Aim - Starting at the line that contains "Could you point out the green" and ending at the last of the lines below, write those lines out again with the requests included, shifting every point coordinate in the answers up by 131. Leave the pictures out.

Task data -

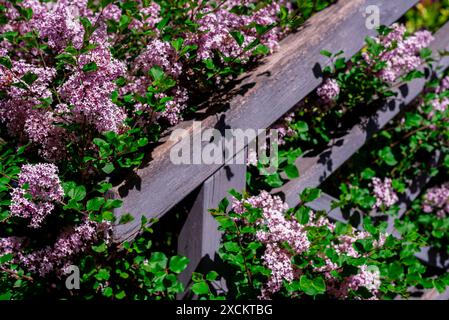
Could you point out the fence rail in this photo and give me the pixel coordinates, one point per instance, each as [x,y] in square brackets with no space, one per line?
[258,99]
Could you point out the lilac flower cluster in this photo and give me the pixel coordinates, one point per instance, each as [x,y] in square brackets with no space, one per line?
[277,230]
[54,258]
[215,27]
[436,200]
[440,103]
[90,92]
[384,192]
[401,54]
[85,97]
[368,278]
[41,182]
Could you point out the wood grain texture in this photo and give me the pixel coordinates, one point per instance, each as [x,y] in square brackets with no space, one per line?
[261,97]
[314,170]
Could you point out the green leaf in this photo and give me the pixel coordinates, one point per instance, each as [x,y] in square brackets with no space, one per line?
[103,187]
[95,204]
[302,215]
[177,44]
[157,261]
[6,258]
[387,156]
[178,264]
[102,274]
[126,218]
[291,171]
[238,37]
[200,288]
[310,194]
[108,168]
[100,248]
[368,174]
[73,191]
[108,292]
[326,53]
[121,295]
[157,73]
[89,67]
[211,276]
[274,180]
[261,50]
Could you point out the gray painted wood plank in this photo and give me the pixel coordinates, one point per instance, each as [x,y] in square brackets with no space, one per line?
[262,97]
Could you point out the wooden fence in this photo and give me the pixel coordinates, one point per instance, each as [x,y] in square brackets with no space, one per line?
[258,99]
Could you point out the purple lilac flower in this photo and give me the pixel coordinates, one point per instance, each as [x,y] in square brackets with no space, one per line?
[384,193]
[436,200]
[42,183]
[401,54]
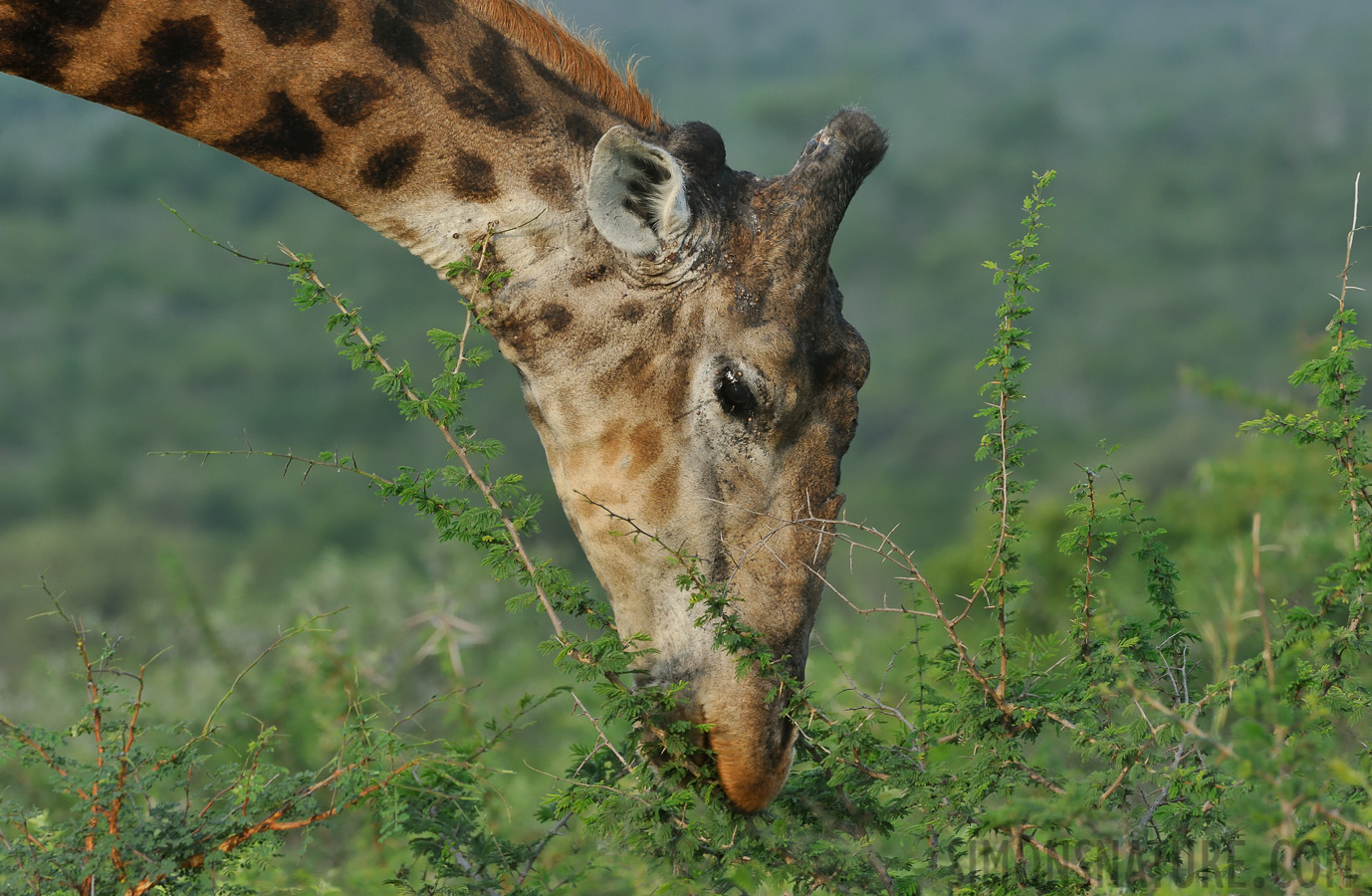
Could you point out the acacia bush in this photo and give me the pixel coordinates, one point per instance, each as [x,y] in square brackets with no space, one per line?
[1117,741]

Exercise response -
Could you point out the green leaf in this photo and give me the pixel coordinates, one point per instance, each as [x,y] in square brackets with no space, one per line?
[234,318]
[226,335]
[433,346]
[308,175]
[288,392]
[137,389]
[518,287]
[309,395]
[233,405]
[257,349]
[422,302]
[369,168]
[331,419]
[441,325]
[239,299]
[231,379]
[499,305]
[204,322]
[239,423]
[457,184]
[252,426]
[288,204]
[220,198]
[342,407]
[405,311]
[392,181]
Could you point out the gray painted wood plank in this photo and give me the pixel coordinates, one point per instance, each as [x,y] in square brackets with no space, one per line?
[393,228]
Could you point out the wooden fence in this photo and give me the pixel coordinates, one point per instance, each as [x,y] in square brackets with no space, one per line?
[389,230]
Could you point out the purple lilac flower in this photo and give me the pixel coordinates, one point per instance, each as [x,y] in square brackets with no space, one per line?
[515,324]
[567,331]
[173,314]
[532,185]
Could you point out the acacia bush in this photo and give me the pixel coordinates, one point per instance, each as [x,y] in square brackets with no space, one per line?
[1248,872]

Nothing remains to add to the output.